Look for "ground" in the records and copy every line that has it.

Point-per-instance localization data:

┄┄┄┄┄┄

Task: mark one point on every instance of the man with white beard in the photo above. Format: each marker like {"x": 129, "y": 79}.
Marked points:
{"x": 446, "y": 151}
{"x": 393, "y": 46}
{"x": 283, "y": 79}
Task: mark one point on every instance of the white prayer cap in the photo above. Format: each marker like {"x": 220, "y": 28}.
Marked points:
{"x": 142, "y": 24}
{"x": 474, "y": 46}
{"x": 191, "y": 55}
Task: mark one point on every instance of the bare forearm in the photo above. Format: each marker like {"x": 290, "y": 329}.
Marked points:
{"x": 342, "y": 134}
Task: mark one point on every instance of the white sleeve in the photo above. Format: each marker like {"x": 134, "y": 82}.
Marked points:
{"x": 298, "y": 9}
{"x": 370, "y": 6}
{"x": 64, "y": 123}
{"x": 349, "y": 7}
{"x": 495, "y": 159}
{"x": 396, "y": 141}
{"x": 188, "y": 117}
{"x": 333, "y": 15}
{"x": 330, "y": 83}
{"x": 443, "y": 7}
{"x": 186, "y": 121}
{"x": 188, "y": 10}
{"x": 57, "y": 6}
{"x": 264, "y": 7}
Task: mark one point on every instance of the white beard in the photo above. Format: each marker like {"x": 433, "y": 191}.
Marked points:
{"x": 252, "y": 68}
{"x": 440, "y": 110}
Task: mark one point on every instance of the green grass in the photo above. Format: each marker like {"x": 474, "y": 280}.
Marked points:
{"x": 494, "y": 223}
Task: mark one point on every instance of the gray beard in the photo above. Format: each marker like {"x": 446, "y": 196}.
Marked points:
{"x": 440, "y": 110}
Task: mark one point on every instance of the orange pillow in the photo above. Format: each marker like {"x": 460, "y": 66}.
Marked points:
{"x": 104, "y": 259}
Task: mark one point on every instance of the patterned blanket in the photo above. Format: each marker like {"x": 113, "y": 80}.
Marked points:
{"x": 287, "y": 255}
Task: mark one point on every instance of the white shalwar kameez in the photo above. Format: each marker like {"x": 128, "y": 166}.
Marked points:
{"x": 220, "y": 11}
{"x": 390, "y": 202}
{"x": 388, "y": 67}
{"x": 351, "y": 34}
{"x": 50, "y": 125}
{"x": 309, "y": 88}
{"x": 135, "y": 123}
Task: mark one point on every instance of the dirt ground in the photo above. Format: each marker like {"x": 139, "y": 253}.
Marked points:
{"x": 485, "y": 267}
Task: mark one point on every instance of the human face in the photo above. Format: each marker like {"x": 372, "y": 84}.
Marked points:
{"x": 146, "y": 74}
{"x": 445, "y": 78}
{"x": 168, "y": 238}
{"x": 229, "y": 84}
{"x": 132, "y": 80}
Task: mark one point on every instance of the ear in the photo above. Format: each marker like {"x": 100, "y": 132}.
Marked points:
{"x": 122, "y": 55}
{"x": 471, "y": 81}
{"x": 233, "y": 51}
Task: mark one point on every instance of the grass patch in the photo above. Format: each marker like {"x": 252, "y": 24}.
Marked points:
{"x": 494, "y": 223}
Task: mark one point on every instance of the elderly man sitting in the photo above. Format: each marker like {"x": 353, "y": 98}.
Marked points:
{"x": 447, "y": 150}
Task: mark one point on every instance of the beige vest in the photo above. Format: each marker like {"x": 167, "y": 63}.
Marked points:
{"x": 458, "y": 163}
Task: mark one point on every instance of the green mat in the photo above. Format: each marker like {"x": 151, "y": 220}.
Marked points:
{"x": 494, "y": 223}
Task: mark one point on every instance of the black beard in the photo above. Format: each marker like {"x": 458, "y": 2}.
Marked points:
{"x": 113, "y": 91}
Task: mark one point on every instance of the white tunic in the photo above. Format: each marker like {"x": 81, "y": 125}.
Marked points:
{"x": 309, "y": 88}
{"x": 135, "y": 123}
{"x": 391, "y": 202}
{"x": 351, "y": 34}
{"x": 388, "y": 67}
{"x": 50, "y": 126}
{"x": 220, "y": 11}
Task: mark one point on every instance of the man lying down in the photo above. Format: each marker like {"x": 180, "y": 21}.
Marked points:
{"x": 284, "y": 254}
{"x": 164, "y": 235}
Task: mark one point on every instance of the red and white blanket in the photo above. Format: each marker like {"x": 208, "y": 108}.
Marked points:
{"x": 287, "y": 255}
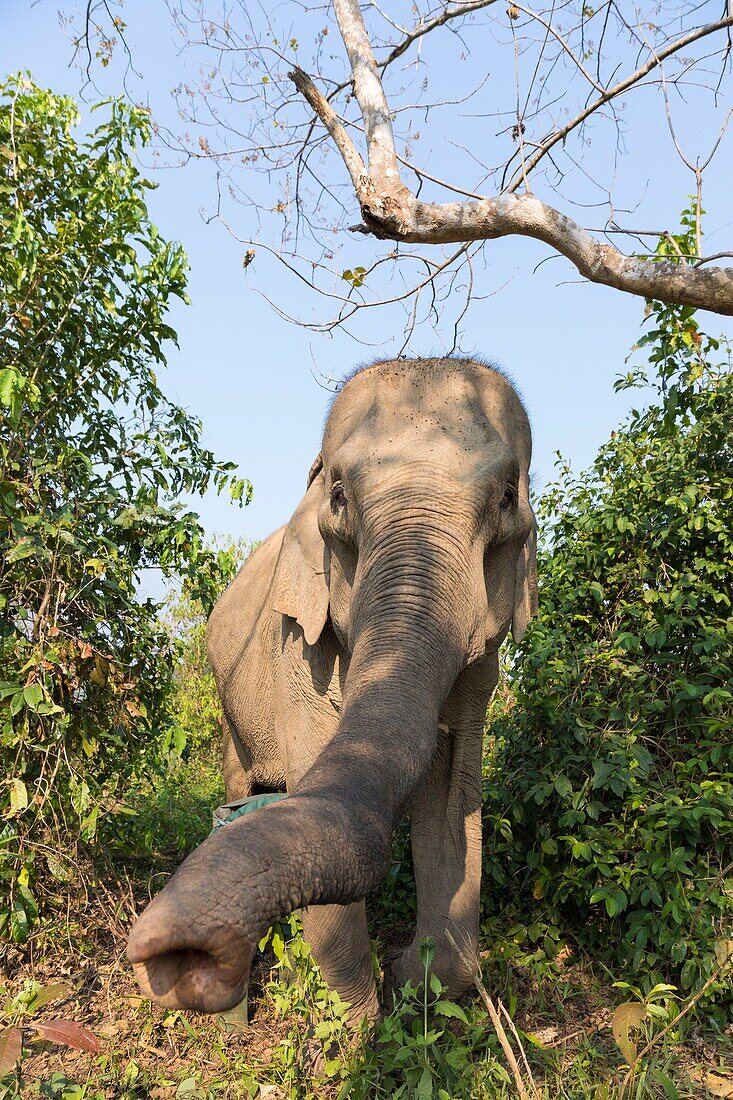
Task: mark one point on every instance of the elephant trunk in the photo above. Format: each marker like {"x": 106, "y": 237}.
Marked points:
{"x": 329, "y": 840}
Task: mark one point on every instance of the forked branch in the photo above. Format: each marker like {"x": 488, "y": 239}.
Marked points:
{"x": 391, "y": 210}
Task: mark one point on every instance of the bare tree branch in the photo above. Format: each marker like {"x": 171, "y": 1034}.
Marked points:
{"x": 392, "y": 211}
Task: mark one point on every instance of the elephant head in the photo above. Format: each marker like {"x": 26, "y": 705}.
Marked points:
{"x": 415, "y": 542}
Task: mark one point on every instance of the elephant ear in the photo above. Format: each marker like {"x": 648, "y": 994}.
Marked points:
{"x": 525, "y": 584}
{"x": 301, "y": 584}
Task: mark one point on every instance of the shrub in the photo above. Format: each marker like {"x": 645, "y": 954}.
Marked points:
{"x": 610, "y": 782}
{"x": 94, "y": 458}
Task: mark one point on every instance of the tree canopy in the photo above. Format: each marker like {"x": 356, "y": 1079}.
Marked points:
{"x": 95, "y": 461}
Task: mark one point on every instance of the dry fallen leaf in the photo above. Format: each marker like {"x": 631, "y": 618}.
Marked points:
{"x": 69, "y": 1033}
{"x": 627, "y": 1015}
{"x": 720, "y": 1086}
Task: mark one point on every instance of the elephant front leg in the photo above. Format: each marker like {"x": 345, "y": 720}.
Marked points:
{"x": 446, "y": 837}
{"x": 339, "y": 941}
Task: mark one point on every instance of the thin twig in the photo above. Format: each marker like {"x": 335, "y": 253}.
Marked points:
{"x": 472, "y": 965}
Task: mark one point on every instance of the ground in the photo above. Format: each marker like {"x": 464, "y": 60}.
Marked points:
{"x": 562, "y": 1018}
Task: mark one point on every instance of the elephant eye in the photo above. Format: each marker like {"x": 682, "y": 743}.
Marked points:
{"x": 338, "y": 496}
{"x": 510, "y": 498}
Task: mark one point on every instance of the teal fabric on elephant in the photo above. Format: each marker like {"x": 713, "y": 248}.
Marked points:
{"x": 231, "y": 811}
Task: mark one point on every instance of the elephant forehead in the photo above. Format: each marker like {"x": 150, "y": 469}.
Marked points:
{"x": 447, "y": 408}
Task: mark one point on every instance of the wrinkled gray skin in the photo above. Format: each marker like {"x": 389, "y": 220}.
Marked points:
{"x": 356, "y": 655}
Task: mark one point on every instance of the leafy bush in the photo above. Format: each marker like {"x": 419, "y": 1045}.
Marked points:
{"x": 609, "y": 788}
{"x": 94, "y": 458}
{"x": 194, "y": 705}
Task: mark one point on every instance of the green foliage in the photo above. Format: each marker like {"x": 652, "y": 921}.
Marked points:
{"x": 93, "y": 461}
{"x": 425, "y": 1047}
{"x": 613, "y": 770}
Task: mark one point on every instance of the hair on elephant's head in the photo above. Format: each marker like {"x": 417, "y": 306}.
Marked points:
{"x": 415, "y": 542}
{"x": 420, "y": 496}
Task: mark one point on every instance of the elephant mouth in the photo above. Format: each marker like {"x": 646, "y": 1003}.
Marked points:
{"x": 188, "y": 976}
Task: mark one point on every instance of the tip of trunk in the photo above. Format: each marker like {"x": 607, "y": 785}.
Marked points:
{"x": 181, "y": 969}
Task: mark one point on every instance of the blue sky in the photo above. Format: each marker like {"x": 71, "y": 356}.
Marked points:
{"x": 249, "y": 375}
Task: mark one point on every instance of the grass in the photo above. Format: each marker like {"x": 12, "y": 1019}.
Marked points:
{"x": 424, "y": 1048}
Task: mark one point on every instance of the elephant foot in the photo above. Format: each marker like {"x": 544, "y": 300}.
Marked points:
{"x": 455, "y": 976}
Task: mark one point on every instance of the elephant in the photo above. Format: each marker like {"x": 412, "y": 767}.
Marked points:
{"x": 356, "y": 653}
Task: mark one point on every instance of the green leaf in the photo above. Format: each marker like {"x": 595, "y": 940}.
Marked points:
{"x": 452, "y": 1010}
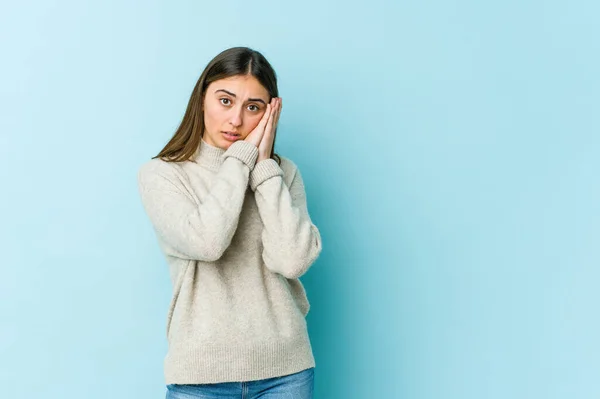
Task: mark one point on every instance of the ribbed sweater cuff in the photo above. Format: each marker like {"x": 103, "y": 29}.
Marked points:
{"x": 263, "y": 171}
{"x": 244, "y": 151}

┄┄┄┄┄┄

■ **Expected answer**:
Task: mark one point on every instance of the dirt ground in the photo above. Format: each marker like {"x": 139, "y": 253}.
Task: mark one point on every instance of the ground in the photo above. Format: each marker like {"x": 464, "y": 60}.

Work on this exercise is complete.